# EXERCISE:
Copy out all the material below, substituting "log its coordinates" for each occurrence of "record its coordinates" and changing nothing else.
>> Start INPUT ROWS
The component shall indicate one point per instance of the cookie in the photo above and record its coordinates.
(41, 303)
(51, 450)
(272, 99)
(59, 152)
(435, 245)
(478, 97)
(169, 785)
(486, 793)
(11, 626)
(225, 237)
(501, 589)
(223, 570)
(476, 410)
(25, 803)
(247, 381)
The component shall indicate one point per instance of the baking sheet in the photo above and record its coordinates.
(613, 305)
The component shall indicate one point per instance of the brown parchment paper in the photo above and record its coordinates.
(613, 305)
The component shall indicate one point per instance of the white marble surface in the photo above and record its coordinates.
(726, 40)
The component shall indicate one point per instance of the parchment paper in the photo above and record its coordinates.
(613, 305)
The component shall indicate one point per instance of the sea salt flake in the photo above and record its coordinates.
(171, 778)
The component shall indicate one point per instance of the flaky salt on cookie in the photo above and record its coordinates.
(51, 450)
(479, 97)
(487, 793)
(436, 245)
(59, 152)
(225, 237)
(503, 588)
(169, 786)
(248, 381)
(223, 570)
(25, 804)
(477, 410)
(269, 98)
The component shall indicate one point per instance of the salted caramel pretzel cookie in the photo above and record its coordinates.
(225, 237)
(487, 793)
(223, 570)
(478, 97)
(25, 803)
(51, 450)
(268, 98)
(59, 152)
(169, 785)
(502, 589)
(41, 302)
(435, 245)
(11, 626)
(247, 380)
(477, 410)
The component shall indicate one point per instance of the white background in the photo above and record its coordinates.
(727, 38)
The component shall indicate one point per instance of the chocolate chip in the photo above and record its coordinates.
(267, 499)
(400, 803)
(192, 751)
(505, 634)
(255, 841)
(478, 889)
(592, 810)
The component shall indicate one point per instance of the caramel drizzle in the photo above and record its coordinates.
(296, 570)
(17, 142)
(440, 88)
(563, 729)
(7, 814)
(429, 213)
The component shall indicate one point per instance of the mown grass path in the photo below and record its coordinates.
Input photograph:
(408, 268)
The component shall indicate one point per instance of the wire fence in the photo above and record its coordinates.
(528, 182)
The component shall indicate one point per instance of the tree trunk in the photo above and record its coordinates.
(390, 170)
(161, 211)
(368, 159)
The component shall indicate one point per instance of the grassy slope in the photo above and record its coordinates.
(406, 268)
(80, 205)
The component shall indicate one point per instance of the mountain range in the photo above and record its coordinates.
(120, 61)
>> End INPUT ROWS
# OUTPUT OF THE TASK:
The component shall indicate one point per instance of the cookie in the photo above and log its coordinates.
(41, 303)
(51, 450)
(272, 99)
(59, 152)
(435, 245)
(478, 97)
(169, 785)
(486, 793)
(11, 626)
(225, 237)
(501, 589)
(223, 570)
(476, 410)
(25, 803)
(247, 381)
The component shall indicate one point per instance of the baking sheet in the photo above and log its coordinates.
(613, 305)
The component shall indicate one point per instance of the brown parchment paper in the photo above and log its coordinates.
(613, 305)
The component shall indicate one point per instance of the white marble surface in the photo above and log its coordinates.
(726, 40)
The component shall indicate one point per instance of the parchment paper in the photo above and log its coordinates.
(613, 305)
The component shall indicate one point per instance of the sea salt flake in the photo above and log its coordinates.
(171, 778)
The component shall indicate one point per instance of the flaky salt on cookie in the photo above and log its coordinates.
(51, 450)
(479, 97)
(487, 793)
(436, 245)
(59, 152)
(225, 237)
(503, 588)
(169, 786)
(248, 381)
(223, 570)
(25, 804)
(477, 410)
(269, 98)
The component shall indicate one point per instance of the salted caramel pretzel cookie in the photo above and log its coordinates.
(225, 237)
(487, 793)
(223, 570)
(478, 97)
(25, 803)
(51, 450)
(268, 98)
(59, 152)
(169, 785)
(502, 589)
(41, 302)
(435, 245)
(11, 626)
(247, 380)
(477, 410)
The component shall indicate one point per instance of the white background in the photo above and log its coordinates.
(727, 38)
The component shall indicate one point per instance of the chocolate chip in the photo above and log its coordinates.
(267, 499)
(400, 803)
(192, 751)
(505, 634)
(255, 841)
(478, 889)
(592, 810)
The component shall indicate one point per instance of the caramel drizzle in the photo above and log its coordinates.
(296, 570)
(17, 142)
(440, 88)
(563, 729)
(7, 814)
(429, 213)
The component shall indicate one point per instance of the mown grass path in the photo below and log its coordinates.
Input photograph:
(408, 268)
The component shall indicate one point per instance of the wire fence in the photo above and log its coordinates.
(528, 182)
The component shall indicate one point per instance of the tree trunk in the photo above and log its coordinates.
(390, 170)
(161, 211)
(368, 159)
The component shall indicate one point per instance of the grassy slope in the photo above and log its coordinates.
(406, 268)
(80, 205)
The component shall indicate one point per instance of the mountain range in the photo above and log its coordinates.
(120, 61)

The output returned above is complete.